_Source extract_:
Posology, part 16
Accidental homœopathy in crude (“pharmacologic”) dose
I’m fond of relating the incident of a conventional physician colleague presenting, at grand rounds at the local hospital, a case of pericarditis with tapenade (pericardial effusion compromising cardiac function) that he’d successfully treated with colchicine in mg dose (2mg, followed by 1mg daily). He recoiled when I commended him for practicing good homœopathy (tho a homœopath would more likely have used the better characterized root of Colchicum autumnale than the isolated alkaloid, and would have employed more highly attenuated doses). This was far from an isolated event. Colchicine is accepted in conventional practice as the first-line treatment for acute pericarditis, as well as for gout, familial Mediterranean fever, and Behçet's disease, and has recently been adopted to treat atherosclerotic disease, all inflammatory diseases that can easily be seen to bear similitude to the inflammatory pathogenesis of Colchicum autumnale in serous membranes and endocardium, and to the similar but more limited & less well characterized pathogenesis of the alkaloid colchicine, isolated from its root. It was actually from observing historical cures obtained with pharmacological doses by “old school” physicians that Hahnemann came to his discovery of the principle of similars, with many such cures detailed in a preface to the 1st edition of the Organon (sadly omitted by Wheeler in his English translation).

_Apply what you read_:
1. Which conditions does the passage on accidental homœopathy say colchicine is used to treat in conventional practice?
2. In the passage on accidental homœopathy, what dose of colchicine did the physician colleague give for pericarditis?

_Data_:
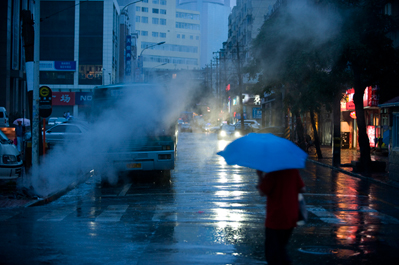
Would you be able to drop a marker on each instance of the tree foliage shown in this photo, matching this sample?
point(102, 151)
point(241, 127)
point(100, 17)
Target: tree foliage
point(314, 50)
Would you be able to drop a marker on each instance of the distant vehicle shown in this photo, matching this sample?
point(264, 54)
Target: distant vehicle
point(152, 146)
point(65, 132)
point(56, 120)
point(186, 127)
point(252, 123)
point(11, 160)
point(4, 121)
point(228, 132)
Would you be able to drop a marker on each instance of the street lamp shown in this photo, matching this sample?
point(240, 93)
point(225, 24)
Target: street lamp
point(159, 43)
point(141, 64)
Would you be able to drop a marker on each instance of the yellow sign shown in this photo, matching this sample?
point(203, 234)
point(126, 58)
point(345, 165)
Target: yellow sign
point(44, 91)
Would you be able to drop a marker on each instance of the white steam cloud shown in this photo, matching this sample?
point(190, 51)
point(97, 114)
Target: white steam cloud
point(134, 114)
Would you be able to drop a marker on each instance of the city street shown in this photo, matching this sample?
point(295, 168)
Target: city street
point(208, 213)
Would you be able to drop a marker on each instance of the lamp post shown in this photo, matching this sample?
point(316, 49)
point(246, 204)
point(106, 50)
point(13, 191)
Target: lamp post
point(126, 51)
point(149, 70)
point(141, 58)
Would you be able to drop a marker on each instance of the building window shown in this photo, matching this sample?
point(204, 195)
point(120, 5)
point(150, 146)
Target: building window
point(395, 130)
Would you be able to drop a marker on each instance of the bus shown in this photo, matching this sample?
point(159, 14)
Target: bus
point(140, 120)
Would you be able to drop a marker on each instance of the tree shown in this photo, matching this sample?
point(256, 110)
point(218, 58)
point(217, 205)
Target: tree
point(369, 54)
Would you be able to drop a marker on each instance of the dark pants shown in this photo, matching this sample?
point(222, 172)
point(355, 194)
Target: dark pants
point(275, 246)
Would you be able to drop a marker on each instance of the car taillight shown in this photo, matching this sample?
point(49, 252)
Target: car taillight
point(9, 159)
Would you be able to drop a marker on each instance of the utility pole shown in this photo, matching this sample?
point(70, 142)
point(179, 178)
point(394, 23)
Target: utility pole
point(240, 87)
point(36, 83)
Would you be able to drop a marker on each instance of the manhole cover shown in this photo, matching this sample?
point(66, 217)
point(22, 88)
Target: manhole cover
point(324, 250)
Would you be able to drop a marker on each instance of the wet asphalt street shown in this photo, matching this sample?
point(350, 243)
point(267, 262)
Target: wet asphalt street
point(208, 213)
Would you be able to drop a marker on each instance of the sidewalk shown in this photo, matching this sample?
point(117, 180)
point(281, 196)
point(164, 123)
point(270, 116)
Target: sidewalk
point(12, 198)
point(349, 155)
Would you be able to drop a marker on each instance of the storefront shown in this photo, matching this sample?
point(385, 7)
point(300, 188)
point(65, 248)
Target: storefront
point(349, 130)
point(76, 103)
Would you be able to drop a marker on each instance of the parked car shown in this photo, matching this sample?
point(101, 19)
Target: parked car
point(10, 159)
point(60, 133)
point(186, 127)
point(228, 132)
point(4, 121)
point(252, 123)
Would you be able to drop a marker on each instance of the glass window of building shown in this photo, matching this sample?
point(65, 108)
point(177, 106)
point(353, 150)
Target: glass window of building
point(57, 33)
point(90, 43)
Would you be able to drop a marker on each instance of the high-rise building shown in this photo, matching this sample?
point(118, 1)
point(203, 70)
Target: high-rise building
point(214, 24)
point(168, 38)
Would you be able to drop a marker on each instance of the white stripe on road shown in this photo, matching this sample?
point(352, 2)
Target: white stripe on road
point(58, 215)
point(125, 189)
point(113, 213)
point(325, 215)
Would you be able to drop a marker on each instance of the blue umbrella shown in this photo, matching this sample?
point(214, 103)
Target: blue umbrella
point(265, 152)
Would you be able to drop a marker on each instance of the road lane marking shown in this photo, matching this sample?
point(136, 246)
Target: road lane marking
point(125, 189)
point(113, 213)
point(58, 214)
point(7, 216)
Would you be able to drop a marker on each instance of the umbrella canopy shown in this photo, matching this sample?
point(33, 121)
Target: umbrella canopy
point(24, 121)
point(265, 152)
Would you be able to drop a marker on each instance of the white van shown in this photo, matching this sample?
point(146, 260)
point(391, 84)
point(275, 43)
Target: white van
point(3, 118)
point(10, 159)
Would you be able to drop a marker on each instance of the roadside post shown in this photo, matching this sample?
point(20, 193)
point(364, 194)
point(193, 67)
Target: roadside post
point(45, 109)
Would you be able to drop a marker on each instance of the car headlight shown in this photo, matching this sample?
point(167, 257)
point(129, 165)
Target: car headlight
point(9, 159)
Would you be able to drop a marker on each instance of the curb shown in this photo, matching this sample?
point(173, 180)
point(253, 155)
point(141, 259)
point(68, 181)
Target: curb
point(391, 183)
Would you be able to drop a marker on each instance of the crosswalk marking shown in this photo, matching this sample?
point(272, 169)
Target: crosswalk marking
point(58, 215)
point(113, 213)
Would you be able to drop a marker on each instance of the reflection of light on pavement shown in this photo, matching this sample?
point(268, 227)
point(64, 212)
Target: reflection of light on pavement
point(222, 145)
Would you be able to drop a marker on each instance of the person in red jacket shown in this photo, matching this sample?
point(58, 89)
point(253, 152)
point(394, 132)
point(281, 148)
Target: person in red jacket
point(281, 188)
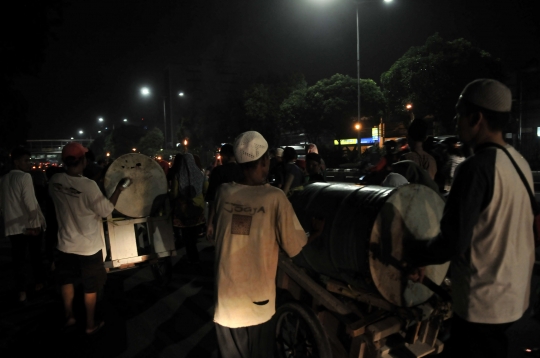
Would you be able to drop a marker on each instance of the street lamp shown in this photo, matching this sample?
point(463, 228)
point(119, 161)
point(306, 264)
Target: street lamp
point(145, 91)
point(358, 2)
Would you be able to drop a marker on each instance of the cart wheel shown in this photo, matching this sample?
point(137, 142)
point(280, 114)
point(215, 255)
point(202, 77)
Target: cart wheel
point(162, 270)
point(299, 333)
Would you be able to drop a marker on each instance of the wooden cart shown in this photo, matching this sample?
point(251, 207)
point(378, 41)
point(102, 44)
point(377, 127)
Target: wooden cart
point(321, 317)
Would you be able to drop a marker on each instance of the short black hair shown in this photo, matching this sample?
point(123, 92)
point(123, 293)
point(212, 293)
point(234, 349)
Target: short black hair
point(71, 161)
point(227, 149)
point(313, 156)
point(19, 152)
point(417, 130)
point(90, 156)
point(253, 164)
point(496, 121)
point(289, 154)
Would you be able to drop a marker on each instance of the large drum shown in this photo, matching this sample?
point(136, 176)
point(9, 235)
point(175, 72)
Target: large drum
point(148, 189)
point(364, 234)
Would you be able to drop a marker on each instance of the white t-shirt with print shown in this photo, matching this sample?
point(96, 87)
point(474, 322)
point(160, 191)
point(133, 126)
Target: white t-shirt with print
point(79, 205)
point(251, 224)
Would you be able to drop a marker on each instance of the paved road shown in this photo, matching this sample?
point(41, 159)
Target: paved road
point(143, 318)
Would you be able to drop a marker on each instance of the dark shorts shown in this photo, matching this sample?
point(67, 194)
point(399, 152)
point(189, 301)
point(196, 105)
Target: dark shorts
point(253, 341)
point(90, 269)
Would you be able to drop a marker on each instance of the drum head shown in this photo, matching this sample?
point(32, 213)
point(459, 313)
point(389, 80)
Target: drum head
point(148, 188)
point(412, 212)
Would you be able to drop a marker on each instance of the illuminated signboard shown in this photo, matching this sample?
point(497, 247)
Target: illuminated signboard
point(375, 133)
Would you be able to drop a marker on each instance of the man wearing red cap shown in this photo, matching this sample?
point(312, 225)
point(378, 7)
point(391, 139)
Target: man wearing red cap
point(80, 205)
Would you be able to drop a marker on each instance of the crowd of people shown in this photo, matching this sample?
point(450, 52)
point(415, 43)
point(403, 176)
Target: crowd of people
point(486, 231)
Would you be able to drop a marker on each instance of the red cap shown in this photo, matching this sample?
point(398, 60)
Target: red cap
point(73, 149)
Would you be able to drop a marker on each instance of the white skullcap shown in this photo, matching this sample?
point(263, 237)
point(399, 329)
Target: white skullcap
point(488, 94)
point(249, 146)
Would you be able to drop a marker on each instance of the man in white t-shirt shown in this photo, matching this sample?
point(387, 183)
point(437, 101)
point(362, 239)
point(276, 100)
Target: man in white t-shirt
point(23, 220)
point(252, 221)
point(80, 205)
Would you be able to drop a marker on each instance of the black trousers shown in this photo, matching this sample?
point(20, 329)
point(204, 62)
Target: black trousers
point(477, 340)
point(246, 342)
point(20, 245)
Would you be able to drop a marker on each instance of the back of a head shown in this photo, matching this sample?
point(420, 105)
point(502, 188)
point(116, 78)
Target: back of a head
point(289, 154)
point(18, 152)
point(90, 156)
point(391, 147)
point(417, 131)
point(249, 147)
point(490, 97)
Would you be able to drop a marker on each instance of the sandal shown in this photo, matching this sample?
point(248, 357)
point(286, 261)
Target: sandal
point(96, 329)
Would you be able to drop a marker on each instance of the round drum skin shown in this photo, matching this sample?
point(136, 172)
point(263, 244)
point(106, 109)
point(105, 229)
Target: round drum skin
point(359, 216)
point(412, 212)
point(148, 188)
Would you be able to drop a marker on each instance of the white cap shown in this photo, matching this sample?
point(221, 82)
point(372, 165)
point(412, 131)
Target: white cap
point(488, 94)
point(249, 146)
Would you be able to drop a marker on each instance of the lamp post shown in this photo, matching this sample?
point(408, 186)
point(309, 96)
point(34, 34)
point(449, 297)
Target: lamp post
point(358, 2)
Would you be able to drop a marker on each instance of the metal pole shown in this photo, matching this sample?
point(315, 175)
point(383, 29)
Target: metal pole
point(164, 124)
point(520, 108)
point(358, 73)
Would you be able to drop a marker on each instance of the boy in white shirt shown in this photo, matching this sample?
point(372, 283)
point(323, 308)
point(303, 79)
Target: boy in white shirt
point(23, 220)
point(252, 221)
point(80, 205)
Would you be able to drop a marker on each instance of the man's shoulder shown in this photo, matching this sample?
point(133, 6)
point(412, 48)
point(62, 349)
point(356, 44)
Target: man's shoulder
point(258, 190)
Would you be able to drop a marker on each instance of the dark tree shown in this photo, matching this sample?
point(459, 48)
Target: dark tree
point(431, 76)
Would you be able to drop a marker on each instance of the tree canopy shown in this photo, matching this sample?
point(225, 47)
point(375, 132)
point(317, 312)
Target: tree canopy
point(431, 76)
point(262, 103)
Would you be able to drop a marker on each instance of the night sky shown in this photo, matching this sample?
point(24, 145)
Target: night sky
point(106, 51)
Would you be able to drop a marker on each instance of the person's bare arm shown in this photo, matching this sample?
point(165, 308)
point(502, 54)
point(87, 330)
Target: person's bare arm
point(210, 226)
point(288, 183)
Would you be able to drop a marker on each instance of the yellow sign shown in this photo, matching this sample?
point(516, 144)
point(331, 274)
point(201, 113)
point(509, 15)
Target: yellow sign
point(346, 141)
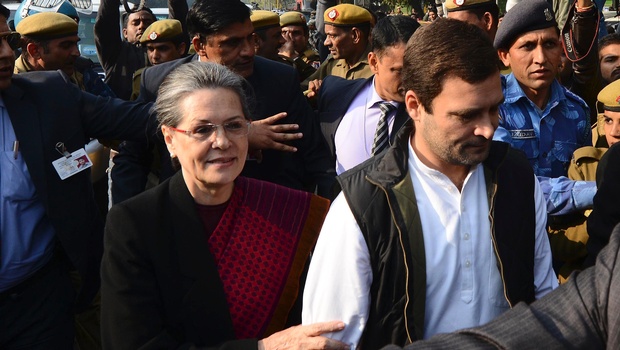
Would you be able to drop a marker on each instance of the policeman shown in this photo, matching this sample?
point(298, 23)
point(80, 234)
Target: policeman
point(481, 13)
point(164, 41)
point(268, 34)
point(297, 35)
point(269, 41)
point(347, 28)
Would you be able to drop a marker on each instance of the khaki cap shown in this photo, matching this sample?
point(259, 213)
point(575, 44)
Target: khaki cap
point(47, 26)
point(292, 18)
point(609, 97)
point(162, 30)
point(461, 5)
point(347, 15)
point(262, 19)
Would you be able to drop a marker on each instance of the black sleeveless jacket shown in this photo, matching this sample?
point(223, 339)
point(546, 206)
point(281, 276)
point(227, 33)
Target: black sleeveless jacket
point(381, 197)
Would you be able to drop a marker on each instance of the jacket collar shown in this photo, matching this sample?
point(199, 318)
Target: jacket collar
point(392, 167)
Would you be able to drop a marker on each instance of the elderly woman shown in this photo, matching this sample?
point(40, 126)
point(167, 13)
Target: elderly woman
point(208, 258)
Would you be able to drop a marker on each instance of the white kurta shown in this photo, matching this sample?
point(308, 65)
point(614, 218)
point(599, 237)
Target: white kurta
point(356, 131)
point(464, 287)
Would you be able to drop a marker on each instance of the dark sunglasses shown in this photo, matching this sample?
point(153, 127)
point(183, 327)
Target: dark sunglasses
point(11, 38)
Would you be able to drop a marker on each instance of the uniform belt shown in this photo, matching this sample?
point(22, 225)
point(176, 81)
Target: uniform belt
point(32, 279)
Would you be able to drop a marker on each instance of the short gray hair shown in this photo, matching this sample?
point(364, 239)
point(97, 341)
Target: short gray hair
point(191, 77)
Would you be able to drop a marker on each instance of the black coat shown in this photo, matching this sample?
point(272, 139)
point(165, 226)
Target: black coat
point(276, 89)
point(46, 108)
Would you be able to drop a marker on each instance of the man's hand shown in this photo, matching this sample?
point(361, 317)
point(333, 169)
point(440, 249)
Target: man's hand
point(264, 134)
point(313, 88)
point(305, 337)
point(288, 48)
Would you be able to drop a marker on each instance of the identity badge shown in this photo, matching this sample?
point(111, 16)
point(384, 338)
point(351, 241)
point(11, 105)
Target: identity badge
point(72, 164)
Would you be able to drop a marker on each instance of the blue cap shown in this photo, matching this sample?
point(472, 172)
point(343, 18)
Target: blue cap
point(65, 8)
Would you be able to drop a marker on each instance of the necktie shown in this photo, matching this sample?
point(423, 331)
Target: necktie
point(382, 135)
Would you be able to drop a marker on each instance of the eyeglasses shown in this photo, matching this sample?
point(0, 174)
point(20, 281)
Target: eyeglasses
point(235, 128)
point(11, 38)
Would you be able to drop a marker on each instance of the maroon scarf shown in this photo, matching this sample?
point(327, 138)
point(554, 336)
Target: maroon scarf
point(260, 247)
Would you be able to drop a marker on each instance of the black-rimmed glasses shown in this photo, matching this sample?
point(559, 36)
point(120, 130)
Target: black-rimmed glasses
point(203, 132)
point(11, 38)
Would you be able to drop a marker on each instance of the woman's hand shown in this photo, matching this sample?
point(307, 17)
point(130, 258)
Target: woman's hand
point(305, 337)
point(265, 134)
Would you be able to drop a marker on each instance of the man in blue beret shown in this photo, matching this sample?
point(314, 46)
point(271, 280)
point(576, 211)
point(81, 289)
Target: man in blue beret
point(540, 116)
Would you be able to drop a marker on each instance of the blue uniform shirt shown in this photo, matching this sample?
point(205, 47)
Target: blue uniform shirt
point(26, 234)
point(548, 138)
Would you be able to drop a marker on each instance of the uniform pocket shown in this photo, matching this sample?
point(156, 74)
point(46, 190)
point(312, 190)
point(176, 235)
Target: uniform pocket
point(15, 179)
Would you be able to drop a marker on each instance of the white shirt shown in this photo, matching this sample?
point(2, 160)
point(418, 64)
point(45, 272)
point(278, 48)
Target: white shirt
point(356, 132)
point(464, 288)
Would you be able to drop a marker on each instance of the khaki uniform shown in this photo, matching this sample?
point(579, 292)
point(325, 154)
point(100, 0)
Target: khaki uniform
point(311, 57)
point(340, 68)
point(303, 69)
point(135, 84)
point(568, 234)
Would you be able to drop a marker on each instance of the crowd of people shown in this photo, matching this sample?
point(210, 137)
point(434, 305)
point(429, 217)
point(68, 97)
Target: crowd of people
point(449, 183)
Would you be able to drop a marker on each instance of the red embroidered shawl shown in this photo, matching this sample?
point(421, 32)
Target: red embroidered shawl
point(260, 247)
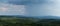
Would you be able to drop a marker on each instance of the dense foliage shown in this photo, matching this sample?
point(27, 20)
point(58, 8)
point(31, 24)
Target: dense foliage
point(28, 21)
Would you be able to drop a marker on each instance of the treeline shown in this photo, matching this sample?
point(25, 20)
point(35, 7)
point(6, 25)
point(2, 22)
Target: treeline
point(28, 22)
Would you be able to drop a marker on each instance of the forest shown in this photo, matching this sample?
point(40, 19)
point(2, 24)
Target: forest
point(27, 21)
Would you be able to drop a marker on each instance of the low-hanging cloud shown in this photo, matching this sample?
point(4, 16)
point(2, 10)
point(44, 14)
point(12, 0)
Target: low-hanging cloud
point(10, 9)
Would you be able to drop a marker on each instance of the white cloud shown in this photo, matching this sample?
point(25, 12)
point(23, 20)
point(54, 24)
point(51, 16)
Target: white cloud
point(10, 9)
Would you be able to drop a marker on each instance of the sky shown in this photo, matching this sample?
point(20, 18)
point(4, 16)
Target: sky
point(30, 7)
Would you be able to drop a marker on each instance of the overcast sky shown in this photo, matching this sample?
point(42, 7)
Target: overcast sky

_Answers to this exercise_:
1. Acute pericarditis, gout, familial Mediterranean fever, Behçet's disease, and atherosclerotic disease.

2. 2 mg, followed by 1 mg daily.